───── Supplied data
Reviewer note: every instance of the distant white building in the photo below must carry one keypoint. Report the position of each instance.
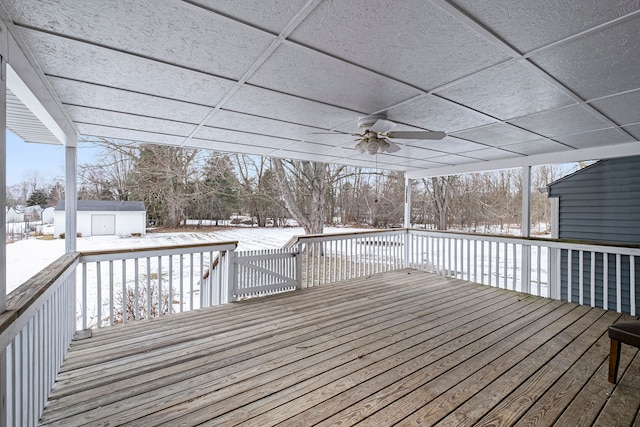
(104, 218)
(14, 215)
(48, 215)
(33, 213)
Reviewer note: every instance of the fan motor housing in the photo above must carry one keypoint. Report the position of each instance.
(368, 121)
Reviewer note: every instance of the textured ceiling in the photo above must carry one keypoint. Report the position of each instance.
(508, 81)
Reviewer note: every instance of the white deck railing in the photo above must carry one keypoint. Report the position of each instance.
(119, 286)
(35, 333)
(124, 285)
──────────
● What you should do
Please give the material above again in full, with no pictures in your version.

● Answer section
Reviewer note: every instance of the distant white building in the photo below must carry one keypoint. Report the position of each instance.
(104, 218)
(14, 215)
(48, 215)
(33, 213)
Reviewer note: every instance of the fan motor housing in the photo above must carry one keypoint. Report the position of each instance.
(368, 121)
Reviewer note: every instance of the textured ceiling in the photo above must carry one keypoint. Report the position of each instance.
(508, 81)
Reviewer note: every instance of the white deck railing in the photo above must carry one keypoint. Report the position of each instance.
(119, 286)
(35, 333)
(124, 285)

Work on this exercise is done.